Extrait:
***
Doit-on commencer la kiné tout de suite après l’opération ?
Autre idée à prendre avec beaucoup de précaution est celle qui consiste à dire qu’une femme qui se ferait des drainages lymphatiques très vite après l’opération verrait diminuer le risque de développer un lymphoedème. La vérité est qu’aujourd’hui ce n’est pas vrai, nous n’en n’avons la preuve. Les drainages lymphatiques ne préviennent pas le risque de lymphoedème. Il est important d’accompagner les patientes avant et après les traitements (chirurgie, chimio, radiothérapie etc.). La kiné est notamment nécessaire pour masser la cicatrice qui adhère parfois beaucoup et rééduquer les épaules. Le massage permet d’assouplir la cicatrice et évite qu’elle ne forme une bride qui induirait une gène au fonctionnement d’épaule (le bras et l’épaule ont du mal à bouger librement). Parfois, je reçois des patientes qui se retrouvent avec des brides axillaires importantes, elles ne peuvent même plus lever le bras. C’est handicapant et douloureux. Là, je me dis que l’accompagnement n’est pas encore complètement adapté… Alors, oui, rééducation. Mais cela n’évitera peut-être pas d’avoir un lymphoedème. En revanche, la reprise d’autonomie, la diminution des séquelles physiques et psychiques pour les patientes seront d’autant plus importantes.
Où en est la recherche ?
***
(Items répertoriés dans un jeu de données)
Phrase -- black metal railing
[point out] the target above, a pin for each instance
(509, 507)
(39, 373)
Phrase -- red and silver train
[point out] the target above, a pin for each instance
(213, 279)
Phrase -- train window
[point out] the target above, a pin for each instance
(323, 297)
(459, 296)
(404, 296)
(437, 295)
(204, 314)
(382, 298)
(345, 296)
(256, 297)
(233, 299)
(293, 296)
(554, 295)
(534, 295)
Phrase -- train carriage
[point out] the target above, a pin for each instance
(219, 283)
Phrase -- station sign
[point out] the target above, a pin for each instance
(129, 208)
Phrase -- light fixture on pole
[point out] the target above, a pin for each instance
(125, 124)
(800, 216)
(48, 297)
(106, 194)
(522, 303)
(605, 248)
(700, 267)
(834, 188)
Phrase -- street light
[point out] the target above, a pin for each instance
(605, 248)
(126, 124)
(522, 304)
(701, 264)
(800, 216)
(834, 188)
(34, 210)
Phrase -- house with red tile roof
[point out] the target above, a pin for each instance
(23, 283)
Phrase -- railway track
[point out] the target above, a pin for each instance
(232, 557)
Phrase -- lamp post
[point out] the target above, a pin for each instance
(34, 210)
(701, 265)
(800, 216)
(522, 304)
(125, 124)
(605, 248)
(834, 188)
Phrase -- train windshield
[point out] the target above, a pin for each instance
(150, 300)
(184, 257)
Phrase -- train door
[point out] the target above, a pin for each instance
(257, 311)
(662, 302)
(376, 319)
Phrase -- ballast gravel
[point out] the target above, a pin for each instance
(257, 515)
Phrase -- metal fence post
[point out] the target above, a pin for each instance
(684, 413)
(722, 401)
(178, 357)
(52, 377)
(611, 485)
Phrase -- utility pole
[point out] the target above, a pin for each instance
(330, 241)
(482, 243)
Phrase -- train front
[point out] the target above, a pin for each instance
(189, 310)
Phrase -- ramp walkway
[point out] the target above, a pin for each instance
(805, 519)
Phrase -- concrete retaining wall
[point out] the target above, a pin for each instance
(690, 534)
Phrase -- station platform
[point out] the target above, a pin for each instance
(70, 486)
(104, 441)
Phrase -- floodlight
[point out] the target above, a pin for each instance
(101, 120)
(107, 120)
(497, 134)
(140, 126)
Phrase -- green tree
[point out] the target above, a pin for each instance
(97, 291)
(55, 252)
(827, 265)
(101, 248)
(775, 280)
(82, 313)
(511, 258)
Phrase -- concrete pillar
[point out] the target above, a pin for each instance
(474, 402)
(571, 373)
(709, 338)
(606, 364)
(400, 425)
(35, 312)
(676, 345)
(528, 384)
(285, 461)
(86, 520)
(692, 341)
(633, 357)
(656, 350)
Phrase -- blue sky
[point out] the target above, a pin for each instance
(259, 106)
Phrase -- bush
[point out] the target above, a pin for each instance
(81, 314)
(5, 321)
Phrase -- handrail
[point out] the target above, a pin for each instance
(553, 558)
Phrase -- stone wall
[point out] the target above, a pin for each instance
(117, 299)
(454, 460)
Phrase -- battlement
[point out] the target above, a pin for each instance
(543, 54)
***
À faire:
**a)** Relevez tous les traitements que l'extrait sur la kinésithérapie après l'opération énumère entre parenthèses.
**b)** Poursuivez le texte sur la kinésithérapie et le lymphoedème après sa dernière ligne, « Où en est la recherche ? ».

Corrigés:
**a)** chirurgie, chimio, radiothérapie

**b)**
Des équipes de généticiens ont trouvé des gènes de susceptibilité de développer des lymphoedèmes chez les femmes qui ont des lymphoedèmes secondaires post-cancer du sein. Cela signifie qu’il y a certes les interventions (l’acquis) mais il y a aussi ce qui est constitutionnel (la génétique). On pourrait imaginer à l’avenir de développer des techniques qui nous permettraient de dépister en amont les femmes à risque de lymphoedème. Dans un premier temps, l’idée serait d’identifier ces personnes « à risque » et de les informer de ce risque.
Quel est l’enjeu ?
Que les lymphoedèmes post-cancer du sein disparaissent peu à peu grâce notamment aux techniques de ganglion sentinelle, au modification des protocoles de radiothérapie et aussi aux techniques de détections précoces du lymphoedème. On va en avoir de moins en moins je pense. Les outils de radiothérapie se sont également nettement améliorés ces dernières années. Dans les années 80, les femmes avaient des séquelles importantes, de lymphoedème mais également osseuses, vasculaires, neurologiques…
J’ai de la chance de travailler dans l’Unité de Lymphologie du Centre de référence de Cognacq-Jay à Paris. J’ai l’impression de faire quelque chose d’utile. Et j’aime travailler dans un domaine mal connu : on découvre sans cesse. Il y a beaucoup de choses qu’on ne connait pas, mais au lieu de générer de la frustration, ça génère de l’envie et de la curiosité. Un chef de médecine interne m’a dit un jour : « Tu sais Caroline, tu ne peux pas tout comprendre d’un coup. Il faut que tu sois patiente. » Pour le lymphoedème, c’est un peu ça aussi. Il faut être patient, à l’écoute. Il y a un bel avenir pour la réduction des lymphoedèmes mais aussi un bel avenir avec les travaux de recherche qui sont en cours. Les deux sont liés.
L’hôpital Cognacq-Jay appartient à la Fondation du même nom. Elle a plusieurs établissements répartis sur tout le territoire. Depuis le 1er janvier 2020, la Fondation Saint-Jean-de-Dieu et la Fondation Cognacq-Jay sont unies pour renforcer leurs filières de soins en cancérologie. Ce partenariat permet à notre service de donner des expertises, proposer des partenariats de recherche et à la clinique Saint-Jean-de-Dieu de continuer leurs activités cliniques particulièrement renommées comme la prise en charge du cancer du sein.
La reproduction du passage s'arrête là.